TASK TO COMPLETE: Retype each entry exactly. Skip any pictures.

PROVIDED RECORDS:
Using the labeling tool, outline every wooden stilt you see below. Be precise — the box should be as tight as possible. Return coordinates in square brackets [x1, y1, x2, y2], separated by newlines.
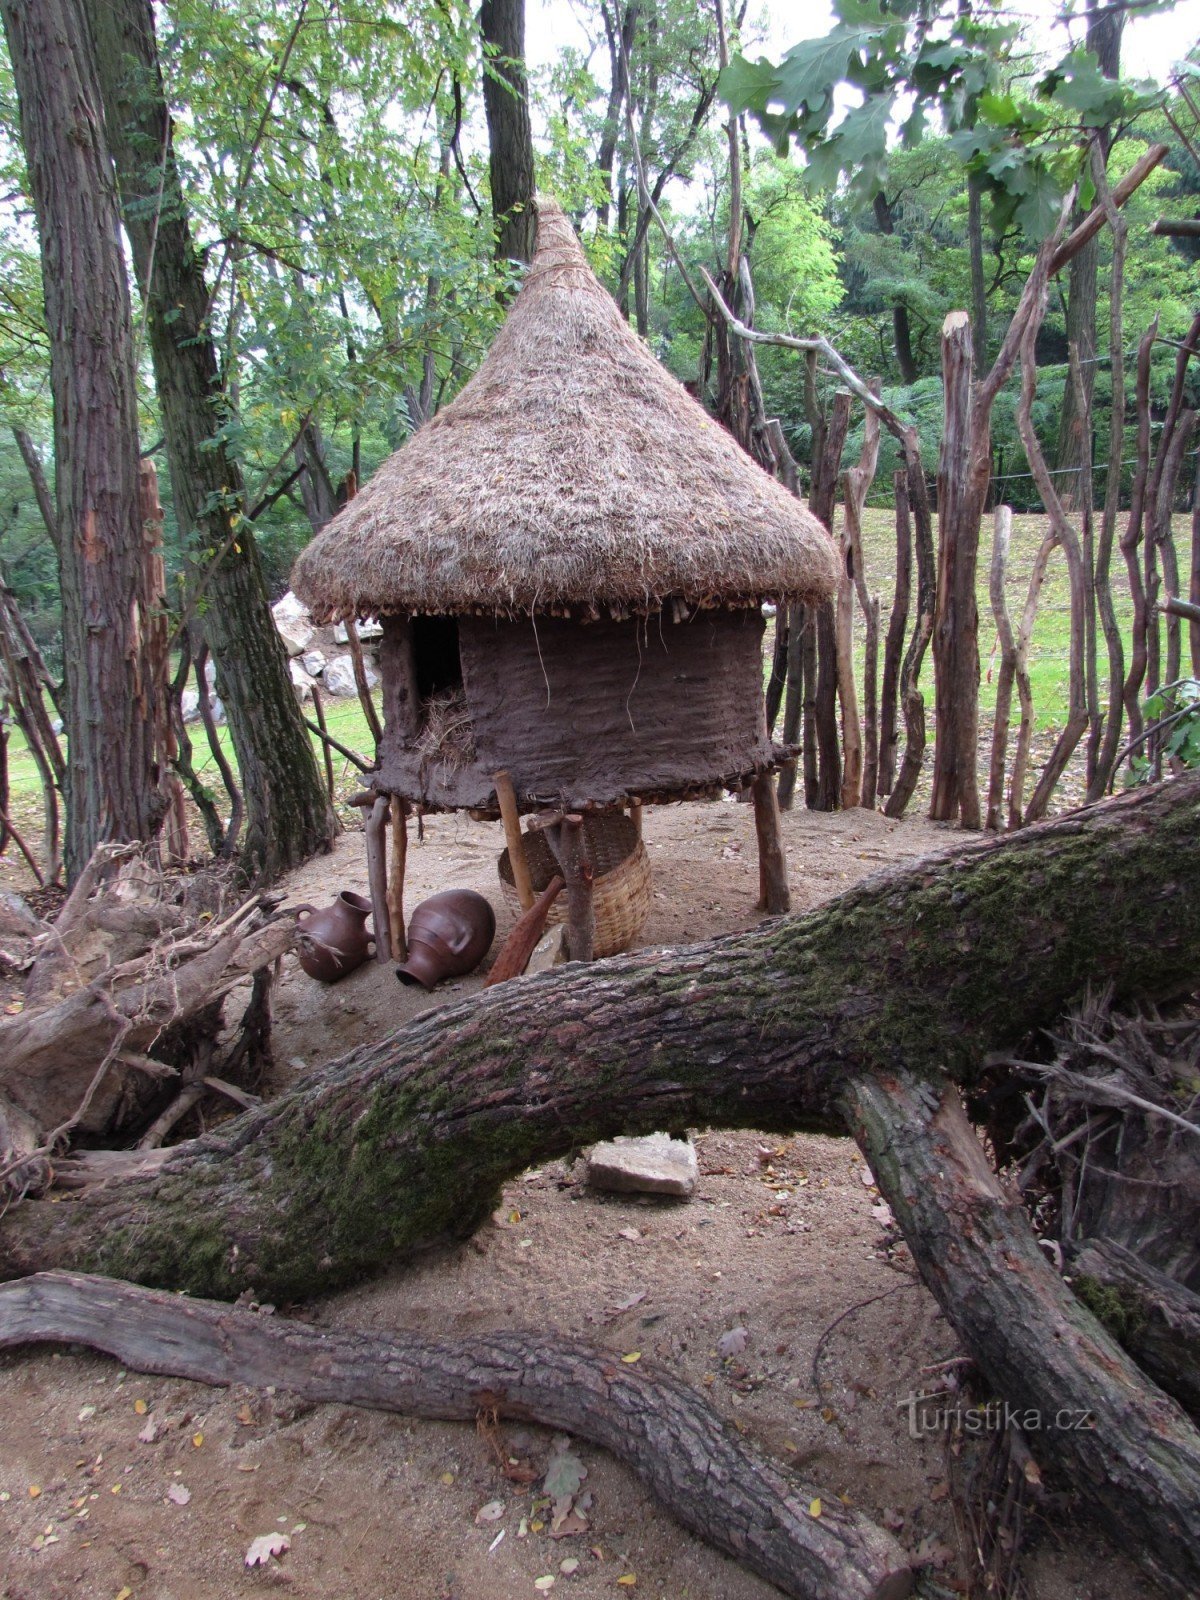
[629, 798, 643, 840]
[555, 813, 594, 963]
[310, 685, 336, 803]
[494, 769, 534, 910]
[751, 771, 790, 915]
[364, 795, 392, 962]
[388, 797, 408, 964]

SOLUTION TO THIS PROBLEM:
Using the labeling tool, outline every wooden stilt you see below. Be precise — the box should be as tight as possible. Return coordinates in square brackets [x1, y1, x2, y2], separated by newlines.
[629, 798, 643, 840]
[555, 813, 594, 963]
[310, 685, 336, 803]
[494, 769, 534, 910]
[751, 771, 790, 915]
[364, 795, 392, 962]
[388, 797, 408, 964]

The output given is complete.